Passage provided
>> start

This girl actually has a young son living with her. Most bar girls don’t so when they tell you they have their children living with them in Pattaya, they are lying. I know, because I’ve been around. Most bar girls live two to four girls in a room. They send their money back to their families in Issan who take care of any children they have so their daughters have maximum freedom to prostitute themselves to the max. But this girl is different. She’s not Thai. She’s from Laos and like any other foreigner not on a retirement visa she has to do border runs to Cambodia.
And unlike most Pattaya bar girls she does not have the immediate exploitative support of family.
So how do I know that she really has a young son living with her in her room? Well for one thing she’s on facebook and like many Thai bar girls she’s constantly putting new pictures up on facebook many of which include pictures of herself with her son. Which reminds me of just how badly I screwed up this last time I visited her thanks to all the Tequila we were drinking together at the Soi Six bar she works for.
She was showing me her new smart phone which she had just bought from Tuk.com. But before I realized what a mistake I was making she was taking pictures of me which she probably would have been putting on her facebook time line right from the bar. Thankfully for me, but not for her, the flash didn’t work and the pictures turned out way too dark.

>> end

Problem
Pick up the account of the bar girl from Laos in Pattaya right after its last sentence and carry it forward. The data that follow have no connection to the account of the bar girl from Laos working in Pattaya.

Records
>> start

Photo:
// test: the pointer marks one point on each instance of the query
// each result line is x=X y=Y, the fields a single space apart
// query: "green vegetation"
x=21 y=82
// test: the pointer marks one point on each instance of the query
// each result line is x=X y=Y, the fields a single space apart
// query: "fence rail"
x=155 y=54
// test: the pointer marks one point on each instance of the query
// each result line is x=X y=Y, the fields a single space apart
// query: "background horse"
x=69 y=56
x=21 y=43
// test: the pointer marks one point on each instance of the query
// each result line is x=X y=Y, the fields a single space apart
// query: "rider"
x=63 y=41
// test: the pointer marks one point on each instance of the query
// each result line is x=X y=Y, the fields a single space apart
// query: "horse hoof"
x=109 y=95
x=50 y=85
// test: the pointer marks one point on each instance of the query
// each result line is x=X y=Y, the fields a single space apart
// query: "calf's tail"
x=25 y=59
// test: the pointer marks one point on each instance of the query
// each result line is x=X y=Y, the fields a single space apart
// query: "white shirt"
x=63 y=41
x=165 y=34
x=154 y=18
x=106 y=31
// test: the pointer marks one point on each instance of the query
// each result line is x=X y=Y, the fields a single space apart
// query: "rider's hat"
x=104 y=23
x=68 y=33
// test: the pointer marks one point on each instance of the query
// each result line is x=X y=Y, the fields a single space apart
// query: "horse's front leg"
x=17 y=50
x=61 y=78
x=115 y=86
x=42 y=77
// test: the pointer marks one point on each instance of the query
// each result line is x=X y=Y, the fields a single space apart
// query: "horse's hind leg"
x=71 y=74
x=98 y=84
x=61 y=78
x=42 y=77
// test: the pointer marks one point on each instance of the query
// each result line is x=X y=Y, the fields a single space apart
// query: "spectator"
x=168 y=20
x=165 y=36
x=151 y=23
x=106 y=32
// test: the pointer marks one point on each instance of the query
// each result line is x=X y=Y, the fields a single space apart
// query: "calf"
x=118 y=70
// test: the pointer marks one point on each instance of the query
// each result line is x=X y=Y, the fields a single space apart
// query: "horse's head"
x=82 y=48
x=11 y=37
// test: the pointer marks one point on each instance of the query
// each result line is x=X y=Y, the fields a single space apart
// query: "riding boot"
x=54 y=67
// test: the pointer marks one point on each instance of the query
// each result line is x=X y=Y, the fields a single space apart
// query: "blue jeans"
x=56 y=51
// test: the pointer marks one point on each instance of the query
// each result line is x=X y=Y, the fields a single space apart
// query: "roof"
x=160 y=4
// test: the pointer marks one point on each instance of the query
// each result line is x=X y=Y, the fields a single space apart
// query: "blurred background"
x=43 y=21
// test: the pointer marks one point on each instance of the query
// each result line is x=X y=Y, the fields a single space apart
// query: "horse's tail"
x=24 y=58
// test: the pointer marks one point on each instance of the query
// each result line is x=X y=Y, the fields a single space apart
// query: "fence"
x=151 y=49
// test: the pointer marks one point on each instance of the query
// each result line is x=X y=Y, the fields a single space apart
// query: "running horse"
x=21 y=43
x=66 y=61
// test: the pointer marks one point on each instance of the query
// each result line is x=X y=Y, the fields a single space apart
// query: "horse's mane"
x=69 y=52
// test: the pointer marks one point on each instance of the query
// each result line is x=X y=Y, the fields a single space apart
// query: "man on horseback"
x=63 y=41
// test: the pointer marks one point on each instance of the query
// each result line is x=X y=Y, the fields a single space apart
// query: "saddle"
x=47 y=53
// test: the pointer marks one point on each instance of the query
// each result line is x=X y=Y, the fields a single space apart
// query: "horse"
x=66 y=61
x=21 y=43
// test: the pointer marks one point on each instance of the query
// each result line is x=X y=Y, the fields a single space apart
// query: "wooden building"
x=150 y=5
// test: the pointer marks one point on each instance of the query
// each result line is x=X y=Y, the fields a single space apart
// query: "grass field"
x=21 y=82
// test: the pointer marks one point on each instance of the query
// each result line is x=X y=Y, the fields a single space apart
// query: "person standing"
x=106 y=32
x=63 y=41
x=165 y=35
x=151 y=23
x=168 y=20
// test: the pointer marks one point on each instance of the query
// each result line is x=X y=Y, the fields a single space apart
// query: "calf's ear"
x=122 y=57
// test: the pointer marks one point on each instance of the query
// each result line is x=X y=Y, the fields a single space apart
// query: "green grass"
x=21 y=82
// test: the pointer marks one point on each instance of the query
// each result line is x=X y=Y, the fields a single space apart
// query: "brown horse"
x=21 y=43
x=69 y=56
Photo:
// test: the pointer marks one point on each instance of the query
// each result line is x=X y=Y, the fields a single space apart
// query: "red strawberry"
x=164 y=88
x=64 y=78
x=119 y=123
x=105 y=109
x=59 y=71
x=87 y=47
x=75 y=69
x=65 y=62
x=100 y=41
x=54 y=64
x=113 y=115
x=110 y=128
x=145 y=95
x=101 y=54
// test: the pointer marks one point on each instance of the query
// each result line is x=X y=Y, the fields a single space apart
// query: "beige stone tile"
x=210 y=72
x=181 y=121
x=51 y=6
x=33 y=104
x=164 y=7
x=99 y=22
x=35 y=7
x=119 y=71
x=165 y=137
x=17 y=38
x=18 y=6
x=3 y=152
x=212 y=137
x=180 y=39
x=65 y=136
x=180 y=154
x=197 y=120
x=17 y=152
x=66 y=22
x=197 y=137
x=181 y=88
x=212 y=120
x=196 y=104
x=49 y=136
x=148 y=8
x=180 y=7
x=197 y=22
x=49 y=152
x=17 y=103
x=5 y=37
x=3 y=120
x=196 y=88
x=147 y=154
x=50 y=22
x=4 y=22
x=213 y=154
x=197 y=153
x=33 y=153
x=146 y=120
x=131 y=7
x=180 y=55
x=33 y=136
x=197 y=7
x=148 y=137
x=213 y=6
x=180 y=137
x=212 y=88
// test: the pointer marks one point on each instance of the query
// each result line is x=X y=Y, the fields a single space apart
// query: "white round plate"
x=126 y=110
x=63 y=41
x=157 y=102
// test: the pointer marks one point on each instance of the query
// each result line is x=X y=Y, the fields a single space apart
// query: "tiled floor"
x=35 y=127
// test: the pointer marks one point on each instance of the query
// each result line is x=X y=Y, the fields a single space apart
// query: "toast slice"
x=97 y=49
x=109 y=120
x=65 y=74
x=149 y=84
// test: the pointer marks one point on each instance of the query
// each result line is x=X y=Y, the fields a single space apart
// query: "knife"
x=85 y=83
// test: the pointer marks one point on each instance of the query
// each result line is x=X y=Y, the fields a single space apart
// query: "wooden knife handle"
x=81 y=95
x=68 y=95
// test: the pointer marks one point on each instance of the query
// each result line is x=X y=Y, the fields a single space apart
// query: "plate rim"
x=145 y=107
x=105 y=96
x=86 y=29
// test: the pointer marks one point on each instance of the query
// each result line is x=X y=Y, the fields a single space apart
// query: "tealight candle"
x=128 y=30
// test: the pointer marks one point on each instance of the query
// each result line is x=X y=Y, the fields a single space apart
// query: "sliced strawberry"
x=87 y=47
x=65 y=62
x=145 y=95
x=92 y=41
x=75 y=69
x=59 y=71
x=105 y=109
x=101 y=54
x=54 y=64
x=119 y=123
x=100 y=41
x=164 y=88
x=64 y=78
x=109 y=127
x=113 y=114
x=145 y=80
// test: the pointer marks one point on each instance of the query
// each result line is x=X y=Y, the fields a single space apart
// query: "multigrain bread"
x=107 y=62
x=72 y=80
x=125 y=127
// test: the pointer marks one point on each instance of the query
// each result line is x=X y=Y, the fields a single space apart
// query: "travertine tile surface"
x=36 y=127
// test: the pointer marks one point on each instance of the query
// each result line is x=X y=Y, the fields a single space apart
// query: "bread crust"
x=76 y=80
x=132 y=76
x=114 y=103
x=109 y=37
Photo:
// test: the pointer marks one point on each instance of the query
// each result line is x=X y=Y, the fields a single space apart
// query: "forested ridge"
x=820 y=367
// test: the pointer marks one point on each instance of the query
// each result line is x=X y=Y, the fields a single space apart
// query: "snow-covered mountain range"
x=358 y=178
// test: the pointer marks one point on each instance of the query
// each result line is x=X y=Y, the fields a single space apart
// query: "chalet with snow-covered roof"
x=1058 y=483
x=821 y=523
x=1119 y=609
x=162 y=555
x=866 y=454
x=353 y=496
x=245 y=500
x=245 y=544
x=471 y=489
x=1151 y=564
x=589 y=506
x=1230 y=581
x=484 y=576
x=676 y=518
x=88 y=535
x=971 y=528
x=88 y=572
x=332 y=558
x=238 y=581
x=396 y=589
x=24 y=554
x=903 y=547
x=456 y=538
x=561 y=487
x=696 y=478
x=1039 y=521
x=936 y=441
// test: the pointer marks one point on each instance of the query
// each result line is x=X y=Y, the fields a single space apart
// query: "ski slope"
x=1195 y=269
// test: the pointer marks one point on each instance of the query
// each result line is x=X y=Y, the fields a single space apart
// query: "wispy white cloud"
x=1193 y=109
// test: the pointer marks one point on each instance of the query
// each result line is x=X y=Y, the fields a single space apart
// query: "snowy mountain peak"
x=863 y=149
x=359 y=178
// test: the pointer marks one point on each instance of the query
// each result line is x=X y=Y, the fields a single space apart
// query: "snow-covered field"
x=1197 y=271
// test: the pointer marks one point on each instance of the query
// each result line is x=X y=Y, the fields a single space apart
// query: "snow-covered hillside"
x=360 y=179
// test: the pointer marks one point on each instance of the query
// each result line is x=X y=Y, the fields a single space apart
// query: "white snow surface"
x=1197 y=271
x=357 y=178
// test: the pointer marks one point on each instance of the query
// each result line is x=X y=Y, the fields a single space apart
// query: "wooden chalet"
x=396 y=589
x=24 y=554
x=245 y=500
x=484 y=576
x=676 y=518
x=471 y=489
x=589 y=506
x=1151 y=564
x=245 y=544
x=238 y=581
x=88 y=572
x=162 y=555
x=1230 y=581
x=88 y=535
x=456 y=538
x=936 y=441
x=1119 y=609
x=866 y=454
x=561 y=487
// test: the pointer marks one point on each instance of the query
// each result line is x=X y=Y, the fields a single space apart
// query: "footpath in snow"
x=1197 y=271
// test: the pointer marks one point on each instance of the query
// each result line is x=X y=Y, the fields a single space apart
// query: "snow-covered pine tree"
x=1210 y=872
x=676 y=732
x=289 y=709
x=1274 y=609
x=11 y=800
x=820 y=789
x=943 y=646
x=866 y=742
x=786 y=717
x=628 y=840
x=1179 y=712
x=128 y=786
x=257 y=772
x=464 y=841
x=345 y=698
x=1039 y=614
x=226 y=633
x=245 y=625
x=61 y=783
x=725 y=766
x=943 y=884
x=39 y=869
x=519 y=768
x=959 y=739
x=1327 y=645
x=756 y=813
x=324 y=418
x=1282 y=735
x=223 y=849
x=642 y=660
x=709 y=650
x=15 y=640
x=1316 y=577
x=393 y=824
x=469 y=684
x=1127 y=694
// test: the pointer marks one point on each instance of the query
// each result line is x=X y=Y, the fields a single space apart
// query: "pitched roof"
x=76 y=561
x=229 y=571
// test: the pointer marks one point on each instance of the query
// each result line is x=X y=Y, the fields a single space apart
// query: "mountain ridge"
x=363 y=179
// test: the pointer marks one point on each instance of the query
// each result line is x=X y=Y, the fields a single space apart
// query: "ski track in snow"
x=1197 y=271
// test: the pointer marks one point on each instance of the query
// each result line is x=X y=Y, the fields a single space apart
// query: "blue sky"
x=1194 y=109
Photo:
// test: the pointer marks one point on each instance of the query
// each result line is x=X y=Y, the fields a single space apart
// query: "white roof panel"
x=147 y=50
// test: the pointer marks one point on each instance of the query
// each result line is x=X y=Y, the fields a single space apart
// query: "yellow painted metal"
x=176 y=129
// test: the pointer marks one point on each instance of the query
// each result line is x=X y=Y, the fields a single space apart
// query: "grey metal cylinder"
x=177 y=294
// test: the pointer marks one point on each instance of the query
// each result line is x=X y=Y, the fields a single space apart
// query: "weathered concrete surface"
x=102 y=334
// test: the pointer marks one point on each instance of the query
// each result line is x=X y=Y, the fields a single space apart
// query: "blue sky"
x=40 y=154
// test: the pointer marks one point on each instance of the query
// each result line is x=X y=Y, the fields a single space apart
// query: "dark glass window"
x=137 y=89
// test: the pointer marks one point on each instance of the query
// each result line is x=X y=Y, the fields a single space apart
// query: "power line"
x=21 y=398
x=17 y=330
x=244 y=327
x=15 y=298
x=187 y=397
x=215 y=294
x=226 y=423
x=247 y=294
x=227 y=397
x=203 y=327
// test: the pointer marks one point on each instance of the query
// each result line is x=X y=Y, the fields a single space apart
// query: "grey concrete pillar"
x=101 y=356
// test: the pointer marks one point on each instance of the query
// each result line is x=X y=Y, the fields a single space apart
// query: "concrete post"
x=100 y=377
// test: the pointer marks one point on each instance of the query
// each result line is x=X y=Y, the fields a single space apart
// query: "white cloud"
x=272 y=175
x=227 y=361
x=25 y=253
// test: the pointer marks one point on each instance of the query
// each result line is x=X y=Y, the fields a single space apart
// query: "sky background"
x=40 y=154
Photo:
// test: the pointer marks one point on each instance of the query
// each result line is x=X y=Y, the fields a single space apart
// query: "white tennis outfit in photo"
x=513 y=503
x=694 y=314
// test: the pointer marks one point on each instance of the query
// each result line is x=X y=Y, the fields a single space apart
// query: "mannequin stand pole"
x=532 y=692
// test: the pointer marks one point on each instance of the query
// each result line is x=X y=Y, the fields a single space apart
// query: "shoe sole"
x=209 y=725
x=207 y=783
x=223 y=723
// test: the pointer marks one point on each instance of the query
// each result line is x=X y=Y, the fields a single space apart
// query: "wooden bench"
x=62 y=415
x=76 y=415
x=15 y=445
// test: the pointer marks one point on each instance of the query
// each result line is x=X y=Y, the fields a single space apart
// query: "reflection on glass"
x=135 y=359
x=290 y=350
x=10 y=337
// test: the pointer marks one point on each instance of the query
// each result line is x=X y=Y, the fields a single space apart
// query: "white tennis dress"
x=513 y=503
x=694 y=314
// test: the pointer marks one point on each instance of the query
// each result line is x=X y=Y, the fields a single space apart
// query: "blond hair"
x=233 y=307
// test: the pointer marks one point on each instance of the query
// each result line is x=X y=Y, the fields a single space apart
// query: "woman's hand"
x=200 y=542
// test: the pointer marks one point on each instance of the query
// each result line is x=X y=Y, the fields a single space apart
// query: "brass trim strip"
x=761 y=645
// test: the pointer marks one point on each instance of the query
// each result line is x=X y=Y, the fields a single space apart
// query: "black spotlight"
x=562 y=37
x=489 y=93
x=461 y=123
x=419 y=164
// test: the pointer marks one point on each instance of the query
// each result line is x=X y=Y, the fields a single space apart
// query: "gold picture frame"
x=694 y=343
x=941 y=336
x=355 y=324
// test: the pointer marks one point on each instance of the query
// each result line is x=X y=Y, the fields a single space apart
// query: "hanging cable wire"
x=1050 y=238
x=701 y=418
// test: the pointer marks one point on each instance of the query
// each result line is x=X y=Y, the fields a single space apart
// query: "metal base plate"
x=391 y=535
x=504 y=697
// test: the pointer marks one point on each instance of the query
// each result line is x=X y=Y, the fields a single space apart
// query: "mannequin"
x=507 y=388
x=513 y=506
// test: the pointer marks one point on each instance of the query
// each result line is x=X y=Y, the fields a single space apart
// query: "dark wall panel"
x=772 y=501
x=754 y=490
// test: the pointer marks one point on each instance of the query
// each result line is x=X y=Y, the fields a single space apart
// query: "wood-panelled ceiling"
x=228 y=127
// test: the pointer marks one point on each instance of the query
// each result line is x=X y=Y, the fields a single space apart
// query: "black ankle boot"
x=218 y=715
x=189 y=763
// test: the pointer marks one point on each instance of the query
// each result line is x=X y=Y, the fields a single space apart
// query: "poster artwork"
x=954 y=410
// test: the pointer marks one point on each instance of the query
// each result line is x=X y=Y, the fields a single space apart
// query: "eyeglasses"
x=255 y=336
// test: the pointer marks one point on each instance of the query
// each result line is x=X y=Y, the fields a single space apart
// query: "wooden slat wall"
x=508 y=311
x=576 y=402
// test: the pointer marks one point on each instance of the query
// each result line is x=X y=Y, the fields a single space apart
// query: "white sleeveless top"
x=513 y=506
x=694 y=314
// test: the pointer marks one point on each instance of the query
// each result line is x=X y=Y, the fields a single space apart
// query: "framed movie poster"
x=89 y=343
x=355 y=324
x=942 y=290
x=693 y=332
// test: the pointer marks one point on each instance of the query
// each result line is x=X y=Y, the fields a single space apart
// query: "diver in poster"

>> end

The reply
She told me she had bought a copy of a Galaxy smart phone for 5000 baht. (the original Galaxy would have cost her 20,000 baht). For the first time in the 2 years I’ve known her, she started to get really pissed off. And each time she took a new picture of me, the more pissed off she got. “She’d go back to Tuk.com the next day. Then she’d tell the Thai guy off who had sold her the phone.
It’s the “friends, of these girls who are most guilty of Soi Six girl exploitation
We had another Tequila together. Then she started to tell me about the 20,000 baht loan she had just taken out. Then I explained to her that the Thai guy who loaned her the money was a total asshole.
She replied, “Oh no. He’s a friend. He look out for me.”
She’s a vivacious girl who’s damned good company, who until now has never lost her temper or acted bitchy. Unlike me, she speaks good Thai which isn’t unusual for someone from Laos. It’s often said that Issan girls oftentimes speak a Lao dialect due to the proximity of Laos to Issan. But somehow, I suspect that she’s not one of them. And that leaves her even more vulnerable than the average bar girl to Soi Six girl exploitation.